# EXERCISE:
Edit the material below by changing every "pin" to "marker", and write the lines out again with nothing else altered.

____

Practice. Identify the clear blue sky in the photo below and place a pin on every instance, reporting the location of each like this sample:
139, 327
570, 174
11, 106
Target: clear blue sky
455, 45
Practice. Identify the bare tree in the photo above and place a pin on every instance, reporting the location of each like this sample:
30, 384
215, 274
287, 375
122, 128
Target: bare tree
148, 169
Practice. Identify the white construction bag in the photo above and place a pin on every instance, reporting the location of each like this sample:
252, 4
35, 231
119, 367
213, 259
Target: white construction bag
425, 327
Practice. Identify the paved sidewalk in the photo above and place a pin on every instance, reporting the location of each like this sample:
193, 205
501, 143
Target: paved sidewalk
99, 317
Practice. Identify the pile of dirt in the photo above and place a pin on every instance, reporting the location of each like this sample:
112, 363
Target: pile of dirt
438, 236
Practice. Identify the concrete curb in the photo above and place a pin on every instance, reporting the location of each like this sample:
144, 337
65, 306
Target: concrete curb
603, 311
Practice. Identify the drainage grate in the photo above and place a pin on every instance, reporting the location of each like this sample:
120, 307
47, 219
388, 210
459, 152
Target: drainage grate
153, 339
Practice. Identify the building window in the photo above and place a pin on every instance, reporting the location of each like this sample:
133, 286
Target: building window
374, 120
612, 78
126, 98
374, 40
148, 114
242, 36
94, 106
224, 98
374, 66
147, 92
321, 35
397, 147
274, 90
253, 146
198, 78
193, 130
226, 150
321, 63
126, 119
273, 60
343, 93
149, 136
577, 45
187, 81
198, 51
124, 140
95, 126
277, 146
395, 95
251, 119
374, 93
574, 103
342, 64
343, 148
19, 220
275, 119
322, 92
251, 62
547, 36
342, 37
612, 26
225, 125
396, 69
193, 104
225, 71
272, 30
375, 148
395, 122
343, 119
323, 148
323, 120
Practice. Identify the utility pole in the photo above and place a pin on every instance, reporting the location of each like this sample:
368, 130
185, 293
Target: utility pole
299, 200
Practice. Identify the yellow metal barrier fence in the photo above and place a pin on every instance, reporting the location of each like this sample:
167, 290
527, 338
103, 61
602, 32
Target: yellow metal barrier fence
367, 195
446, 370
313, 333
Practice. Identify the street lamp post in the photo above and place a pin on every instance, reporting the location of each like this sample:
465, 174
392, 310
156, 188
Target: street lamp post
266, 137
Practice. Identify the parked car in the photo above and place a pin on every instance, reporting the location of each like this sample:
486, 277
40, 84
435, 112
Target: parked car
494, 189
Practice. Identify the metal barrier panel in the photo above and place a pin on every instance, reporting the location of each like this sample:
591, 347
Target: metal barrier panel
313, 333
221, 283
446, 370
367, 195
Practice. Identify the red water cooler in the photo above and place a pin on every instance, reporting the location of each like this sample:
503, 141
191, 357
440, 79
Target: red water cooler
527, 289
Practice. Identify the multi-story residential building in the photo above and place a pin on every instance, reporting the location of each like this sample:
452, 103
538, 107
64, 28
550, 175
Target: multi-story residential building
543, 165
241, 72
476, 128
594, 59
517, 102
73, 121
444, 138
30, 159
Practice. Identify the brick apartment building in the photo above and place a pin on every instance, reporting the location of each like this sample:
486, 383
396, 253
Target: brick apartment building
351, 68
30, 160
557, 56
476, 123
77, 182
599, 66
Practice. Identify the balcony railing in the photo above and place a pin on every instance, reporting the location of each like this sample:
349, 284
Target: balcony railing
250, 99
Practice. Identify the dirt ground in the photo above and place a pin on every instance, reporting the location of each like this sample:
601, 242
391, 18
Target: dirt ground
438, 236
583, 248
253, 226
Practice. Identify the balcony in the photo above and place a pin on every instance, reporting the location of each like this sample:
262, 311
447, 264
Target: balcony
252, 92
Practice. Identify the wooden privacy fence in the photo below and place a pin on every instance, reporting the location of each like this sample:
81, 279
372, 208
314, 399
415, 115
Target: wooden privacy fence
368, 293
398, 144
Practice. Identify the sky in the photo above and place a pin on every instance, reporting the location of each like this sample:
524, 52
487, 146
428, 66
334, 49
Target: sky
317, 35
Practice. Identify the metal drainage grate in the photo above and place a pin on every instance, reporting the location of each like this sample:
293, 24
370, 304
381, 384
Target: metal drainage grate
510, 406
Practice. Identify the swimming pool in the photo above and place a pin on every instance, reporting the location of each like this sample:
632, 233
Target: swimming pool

____

# TASK OUTPUT:
Practice. Identify the clear blue sky in the photo below and place a marker on every instance, reporting the location of each like this sample:
139, 327
570, 174
11, 106
Target: clear blue sky
455, 45
Practice. Identify the bare tree in the photo above and place a marker on every instance, reporting the location of each like this sample:
30, 384
215, 274
287, 375
122, 128
Target: bare tree
148, 169
Practice. Identify the white construction bag in the photo above and place a marker on every instance, reporting the location of each like this sample:
252, 4
35, 231
119, 367
213, 259
Target: white construction bag
425, 327
Practice. Identify the paved sidewalk in the photo above and place a marker on every instance, reporting the location of each like this sample:
193, 205
501, 143
Target: paved sidewalk
99, 317
Practice. Identify the pile of dirt in the photo above and place a marker on every instance, reporting the location of each like this sample:
112, 363
Target: pile of dirt
438, 236
Practice. Identify the concrete curb in the photo above and place a marker on every instance, reporting the location of each like this sample:
144, 337
65, 306
Target: concrete curb
603, 311
Practice. Identify the drainage grate in the photo above and place a marker on every instance, reporting the location of each like this sample:
120, 307
47, 219
388, 210
459, 152
Target: drainage grate
153, 339
Practice. Identify the building window in the photo above and place a marker on every instance, reporting the location of each like this sample:
133, 286
Target: building window
374, 120
612, 78
126, 98
374, 40
148, 114
242, 36
94, 106
224, 98
374, 66
147, 92
321, 35
397, 147
274, 90
253, 146
198, 78
193, 130
226, 150
321, 63
126, 119
273, 60
343, 93
149, 136
577, 45
187, 81
198, 51
124, 140
95, 126
277, 146
395, 95
251, 119
374, 93
574, 103
342, 64
343, 148
19, 220
275, 119
322, 92
251, 62
547, 36
342, 37
612, 26
225, 125
396, 69
193, 104
225, 71
272, 30
375, 148
395, 122
343, 119
323, 148
323, 120
Practice. Identify the utility pole in the photo above and place a marker on every instance, reporting the location of each like this sample:
368, 130
185, 293
Target: utility pole
299, 200
Practice. Identify the yellow metal barrier fence in the photo above and place a marker on every instance, reporting the location of each like this sample:
167, 290
527, 338
103, 61
602, 32
Target: yellow metal barrier fence
367, 195
446, 370
313, 333
Practice. Identify the street lamp post in the photo above and place a marker on every instance, reporting the location of each like this sample:
465, 174
392, 310
156, 188
Target: street lamp post
266, 137
Practice. Identify the parked car in the photo above and place a marker on every instance, reporting the location of each like this sample:
486, 277
40, 84
435, 112
Target: parked car
494, 189
Practice. Identify the metal barrier panel in the photo above and place a marker on every instance, reporting the location of each like this sample:
591, 347
Target: metal barrier panel
313, 333
221, 283
446, 370
367, 195
Practice. Identify the red water cooler in the photo above and place a marker on every instance, reporting the location of each like this sample:
503, 141
191, 357
440, 79
Target: red water cooler
527, 289
Practice. Identify the multi-story residential building in the photo above and place a marker on every instance, reporting the location of each like this sample:
452, 103
538, 107
64, 28
550, 175
Target: multi-story residential building
543, 165
241, 72
476, 128
594, 59
517, 102
73, 121
444, 138
30, 159
Practice. Identify the brick apartment building in the photo above and place a marker on every instance, reporting the location of each like this sample:
486, 383
396, 253
Target: brick apartment building
351, 68
30, 160
557, 56
476, 123
77, 182
599, 66
Practice. Identify the balcony railing in the photo above and place a marker on every instance, reporting the location of each like this sample:
349, 284
Target: balcony railing
250, 99
Practice. Identify the dirt ground in the photo above and place a marker on every instance, reporting the location of each like this sample:
601, 242
391, 18
Target: dirt ground
438, 236
583, 248
253, 226
Practice. Identify the balcony in the photo above and place a marker on every instance, reporting the location of each like this sample:
262, 311
447, 264
Target: balcony
252, 92
Practice. Identify the wooden privacy fence in the photo below and place a marker on every instance, reporting the location of each like this sample:
81, 279
372, 208
314, 399
415, 115
Target: wooden privacy fence
368, 293
398, 144
Practice. Identify the sky in the photo above and place a marker on every instance, reporting the location of each like this sample:
524, 52
487, 146
428, 66
334, 49
Target: sky
317, 35
Practice. Identify the metal drainage grate in the photo above and place a marker on every instance, reporting the location of each like this sample:
293, 24
370, 304
381, 384
Target: metal drainage grate
510, 406
Practice. Identify the swimming pool in the photo above and place a marker on every instance, reporting the location of each like this sample:
632, 233
Target: swimming pool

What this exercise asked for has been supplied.